> [Things to do]:
- A) In the forum thread on the sequence limit, which values of r does the second answer say must be excluded?
- B) Continue the forum thread on the sequence limit from the point where it ends.

> [Excerpted passage]:
--------------------------------

Find the limit of following sequence $\lim\limits_{n \to inf}\frac{n×1^r+(n-1)×2^r+...+1×n^r}{n^{r+2}}$
Ok so the only idea I got was to use Stholz theorem and then use $1^r+2^r+...+n^r$ ~ $
\frac{1}{(r+1)} (n^{r+1})$ somehow but that didn't lead anywhere (or at least I didn't see it)
 A: I don't know about the Stolz theorem, but the numerator is the Riemann sum for
$$\int_0^1 (1-x)(1+ n x)^r d x.$$ The integral is not hard to evaluate in closed form, so the limit of the sequence is $0.$
A: Igor Rivin's idea is great, but the limit is not $0$. We need to assume that $r\neq -1$ and $r\neq -2$. The general term of the given sequence is
\begin{align*}
 S_n(r)   &  = \frac{1}{n^{r+2}} \sum_{k=1}^{n} (n-k+1)k^r \\ 
  & = \frac{n+1}{n^{r+2}} \sum_{k=1}^{n} k^r - \frac{1}{n^{r+2}} \sum_{k=1}^{n} k^{r+1} \\
  & = \frac{n+1}{n} \frac{1}{n} \sum_{k=1}^{n} \left(\frac{k}{n}\right)^{r} - \frac{1}{n} \sum_{k=1}^{n} \left(\frac{k}{n}\right)^{r+1}. 
\end{align*}
We have that
\begin{equation*}
\lim_{n\to\infty} \frac{1}{n} \sum_{k=1}^{n} \left(\frac{k}{n}\right)^{r} = \frac{1}{r+1}, 
\end{equation*}
since the terms of this seqence are Riemann sums of $\int_{0}^{1} x^r dx = \frac{1}{r+1}$ and
\begin{equation*}
\lim_{n\to\infty} \frac{1}{n} \sum_{k=1}^{n} \left(\frac{k}{n}\right)^{r+1} = \frac{1}{r+2}, 
\end{equation*}
since the terms of this sequence are Riemann sums of $\int_{0}^{1} x^{r+1} dx = \frac{1}{r+2}$.

--------------------------------

> [Record set]:
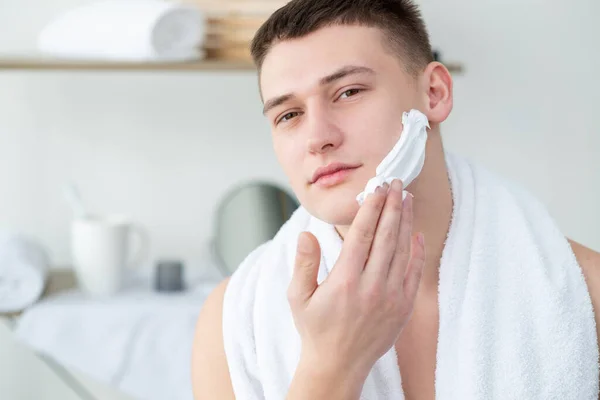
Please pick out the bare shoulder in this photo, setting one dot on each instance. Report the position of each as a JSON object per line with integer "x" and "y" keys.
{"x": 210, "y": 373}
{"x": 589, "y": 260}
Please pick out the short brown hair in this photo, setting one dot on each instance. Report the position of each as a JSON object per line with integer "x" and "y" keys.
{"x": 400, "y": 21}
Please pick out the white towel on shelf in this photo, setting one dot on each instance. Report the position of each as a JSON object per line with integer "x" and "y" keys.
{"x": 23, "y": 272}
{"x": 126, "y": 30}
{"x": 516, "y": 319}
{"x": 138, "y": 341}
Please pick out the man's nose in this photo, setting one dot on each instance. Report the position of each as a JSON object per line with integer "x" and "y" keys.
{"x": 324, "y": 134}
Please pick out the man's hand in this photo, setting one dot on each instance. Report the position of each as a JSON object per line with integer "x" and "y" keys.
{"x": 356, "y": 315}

--------------------------------

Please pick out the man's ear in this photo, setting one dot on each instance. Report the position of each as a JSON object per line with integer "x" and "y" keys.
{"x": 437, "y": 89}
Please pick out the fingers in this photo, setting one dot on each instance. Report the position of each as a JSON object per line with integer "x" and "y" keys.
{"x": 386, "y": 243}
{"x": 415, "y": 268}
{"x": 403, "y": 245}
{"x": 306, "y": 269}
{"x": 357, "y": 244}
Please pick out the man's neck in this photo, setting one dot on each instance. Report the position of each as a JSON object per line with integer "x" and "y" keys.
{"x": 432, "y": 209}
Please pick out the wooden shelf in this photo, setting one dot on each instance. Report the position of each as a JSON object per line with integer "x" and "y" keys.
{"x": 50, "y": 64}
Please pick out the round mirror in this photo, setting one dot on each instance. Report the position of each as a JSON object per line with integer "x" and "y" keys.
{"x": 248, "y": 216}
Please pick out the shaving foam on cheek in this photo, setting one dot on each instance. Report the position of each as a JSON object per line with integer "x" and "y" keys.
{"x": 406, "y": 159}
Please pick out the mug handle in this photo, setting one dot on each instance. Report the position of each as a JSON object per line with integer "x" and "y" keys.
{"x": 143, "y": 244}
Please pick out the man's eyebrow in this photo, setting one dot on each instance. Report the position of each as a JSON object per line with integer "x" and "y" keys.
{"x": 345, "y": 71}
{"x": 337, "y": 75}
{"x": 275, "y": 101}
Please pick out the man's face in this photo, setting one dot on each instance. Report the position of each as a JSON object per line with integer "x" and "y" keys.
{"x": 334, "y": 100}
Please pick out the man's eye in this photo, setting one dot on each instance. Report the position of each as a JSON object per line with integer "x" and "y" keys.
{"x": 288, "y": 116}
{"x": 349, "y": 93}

--------------------------------

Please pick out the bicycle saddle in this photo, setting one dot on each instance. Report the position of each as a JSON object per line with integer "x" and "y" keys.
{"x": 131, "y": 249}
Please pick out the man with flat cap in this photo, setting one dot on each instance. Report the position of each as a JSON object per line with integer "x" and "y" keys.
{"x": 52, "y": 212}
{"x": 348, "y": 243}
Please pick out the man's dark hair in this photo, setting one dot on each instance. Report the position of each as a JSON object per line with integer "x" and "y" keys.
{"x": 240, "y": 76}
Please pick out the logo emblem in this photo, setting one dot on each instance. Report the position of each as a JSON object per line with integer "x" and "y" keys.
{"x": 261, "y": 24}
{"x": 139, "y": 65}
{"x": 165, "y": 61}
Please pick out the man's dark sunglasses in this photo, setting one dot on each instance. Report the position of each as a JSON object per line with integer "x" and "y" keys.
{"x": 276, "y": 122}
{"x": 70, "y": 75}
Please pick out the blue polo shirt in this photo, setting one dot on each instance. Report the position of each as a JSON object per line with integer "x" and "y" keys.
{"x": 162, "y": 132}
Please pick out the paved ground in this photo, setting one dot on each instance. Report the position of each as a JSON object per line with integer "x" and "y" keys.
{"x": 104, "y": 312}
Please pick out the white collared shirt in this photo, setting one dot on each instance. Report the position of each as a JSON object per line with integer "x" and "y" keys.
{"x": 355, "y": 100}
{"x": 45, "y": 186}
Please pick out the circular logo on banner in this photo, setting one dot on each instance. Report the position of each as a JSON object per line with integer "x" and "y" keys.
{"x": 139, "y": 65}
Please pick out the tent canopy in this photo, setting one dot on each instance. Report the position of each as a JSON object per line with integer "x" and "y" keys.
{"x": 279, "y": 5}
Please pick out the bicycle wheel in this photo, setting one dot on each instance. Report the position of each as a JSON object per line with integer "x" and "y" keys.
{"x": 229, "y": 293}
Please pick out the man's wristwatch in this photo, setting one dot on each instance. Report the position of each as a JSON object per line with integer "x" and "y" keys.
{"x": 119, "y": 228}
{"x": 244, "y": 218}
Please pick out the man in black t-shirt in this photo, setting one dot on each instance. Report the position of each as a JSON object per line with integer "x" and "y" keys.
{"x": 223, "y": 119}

--------------------------------

> [Exercise results]:
- A) r = −1 and r = −2.

- B)
Therefore
\begin{equation*}
\lim_{n\to\infty} S_n(r) = \frac{1}{r+1} - \frac{1}{r+2} = \frac{1}{(r+1)(r+2)}. 
\end{equation*}
For $r=-1$ we have
\begin{equation*}
 S_n(-1)  = \frac{n+1}{n} H_n - 1. 
\end{equation*}
Therefore,
\begin{equation*}
\lim_{n\to\infty} S_n(-1)  = \infty.  
\end{equation*}
For $r=-2$ we have
\begin{equation*}
 S_n(-2)  = (n+1) H_{n,2} - H_n. 
\end{equation*}
Since,
\begin{equation*}
\lim_{n\to\infty} H_{n,2} =\frac{\pi^2}{6},  
\end{equation*}
we have
\begin{equation*}
\lim_{n\to\infty} S_n(-2)  = \infty.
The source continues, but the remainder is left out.